HOW TO COMPLETE THIS TASK >> Put every line of the data below into a Markdown table with the columns "Row" and "Data line." Number the rows in order and skip any blank lines.

PROVIDED MATERIAL Block Start

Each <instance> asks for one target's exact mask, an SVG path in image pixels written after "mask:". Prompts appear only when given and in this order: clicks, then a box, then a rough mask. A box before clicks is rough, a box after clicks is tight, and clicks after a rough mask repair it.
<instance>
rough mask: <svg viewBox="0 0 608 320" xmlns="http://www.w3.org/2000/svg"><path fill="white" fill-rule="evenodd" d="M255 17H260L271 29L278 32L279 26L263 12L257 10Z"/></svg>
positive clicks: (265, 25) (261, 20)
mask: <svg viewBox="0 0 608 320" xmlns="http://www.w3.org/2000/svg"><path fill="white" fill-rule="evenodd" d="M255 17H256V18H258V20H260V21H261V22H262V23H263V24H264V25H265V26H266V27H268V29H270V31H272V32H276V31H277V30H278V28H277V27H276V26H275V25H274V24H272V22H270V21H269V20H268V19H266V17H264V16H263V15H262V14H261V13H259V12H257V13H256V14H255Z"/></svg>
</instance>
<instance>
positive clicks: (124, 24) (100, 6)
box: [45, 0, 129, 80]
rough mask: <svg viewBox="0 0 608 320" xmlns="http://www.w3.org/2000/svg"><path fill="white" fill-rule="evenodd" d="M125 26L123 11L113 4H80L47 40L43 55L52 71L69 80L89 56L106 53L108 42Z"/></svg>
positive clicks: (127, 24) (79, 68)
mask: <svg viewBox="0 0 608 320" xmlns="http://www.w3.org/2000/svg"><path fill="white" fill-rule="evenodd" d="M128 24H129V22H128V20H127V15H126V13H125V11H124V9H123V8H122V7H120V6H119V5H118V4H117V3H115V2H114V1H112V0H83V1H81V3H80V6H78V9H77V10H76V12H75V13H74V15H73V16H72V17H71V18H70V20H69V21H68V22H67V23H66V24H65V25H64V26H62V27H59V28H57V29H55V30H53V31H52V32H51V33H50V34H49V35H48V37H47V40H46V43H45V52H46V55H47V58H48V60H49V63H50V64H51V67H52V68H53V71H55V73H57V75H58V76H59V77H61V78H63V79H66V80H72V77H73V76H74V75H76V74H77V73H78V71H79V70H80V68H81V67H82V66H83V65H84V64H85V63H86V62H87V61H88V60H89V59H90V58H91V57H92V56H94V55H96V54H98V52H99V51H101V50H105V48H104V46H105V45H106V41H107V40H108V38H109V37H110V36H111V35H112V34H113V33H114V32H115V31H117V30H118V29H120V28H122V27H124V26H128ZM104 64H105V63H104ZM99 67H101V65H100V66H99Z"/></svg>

PROVIDED MATERIAL Block End

SOLVED EXERCISE >>
| Row | Data line |
|---|---|
| 1 | Each <instance> asks for one target's exact mask, an SVG path in image pixels written after "mask:". Prompts appear only when given and in this order: clicks, then a box, then a rough mask. A box before clicks is rough, a box after clicks is tight, and clicks after a rough mask repair it. |
| 2 | <instance> |
| 3 | rough mask: <svg viewBox="0 0 608 320" xmlns="http://www.w3.org/2000/svg"><path fill="white" fill-rule="evenodd" d="M255 17H260L271 29L278 32L279 26L263 12L257 10Z"/></svg> |
| 4 | positive clicks: (265, 25) (261, 20) |
| 5 | mask: <svg viewBox="0 0 608 320" xmlns="http://www.w3.org/2000/svg"><path fill="white" fill-rule="evenodd" d="M255 17H256V18H258V20H260V21H261V22H262V23H263V24H264V25H265V26H266V27H268V29H270V31H272V32H276V31H277V30H278V28H277V27H276V26H275V25H274V24H272V22H270V21H269V20H268V19H266V17H264V16H263V15H262V14H261V13H259V12H257V13H256V14H255Z"/></svg> |
| 6 | </instance> |
| 7 | <instance> |
| 8 | positive clicks: (124, 24) (100, 6) |
| 9 | box: [45, 0, 129, 80] |
| 10 | rough mask: <svg viewBox="0 0 608 320" xmlns="http://www.w3.org/2000/svg"><path fill="white" fill-rule="evenodd" d="M125 26L123 11L113 4H80L47 40L43 55L52 71L69 80L89 56L106 53L108 42Z"/></svg> |
| 11 | positive clicks: (127, 24) (79, 68) |
| 12 | mask: <svg viewBox="0 0 608 320" xmlns="http://www.w3.org/2000/svg"><path fill="white" fill-rule="evenodd" d="M128 24H129V22H128V20H127V15H126V13H125V11H124V9H123V8H122V7H120V6H119V5H118V4H117V3H115V2H114V1H112V0H83V1H81V3H80V6H78V9H77V10H76V12H75V13H74V15H73V16H72V17H71V18H70V20H69V21H68V22H67V23H66V24H65V25H64V26H62V27H59V28H57V29H55V30H53V31H52V32H51V33H50V34H49V35H48V37H47V40H46V43H45V52H46V55H47V58H48V60H49V63H50V64H51V67H52V68H53V71H55V73H57V75H58V76H59V77H61V78H63V79H66V80H72V77H73V76H74V75H76V74H77V73H78V71H79V70H80V68H81V67H82V66H83V65H84V64H85V63H86V62H87V61H88V60H89V59H90V58H91V57H92V56H94V55H96V54H98V52H99V51H101V50H105V48H104V46H105V45H106V41H107V40H108V38H109V37H110V36H111V35H112V34H113V33H114V32H115V31H117V30H118V29H120V28H122V27H124V26H128ZM104 64H105V63H104ZM99 67H101V65H100V66H99Z"/></svg> |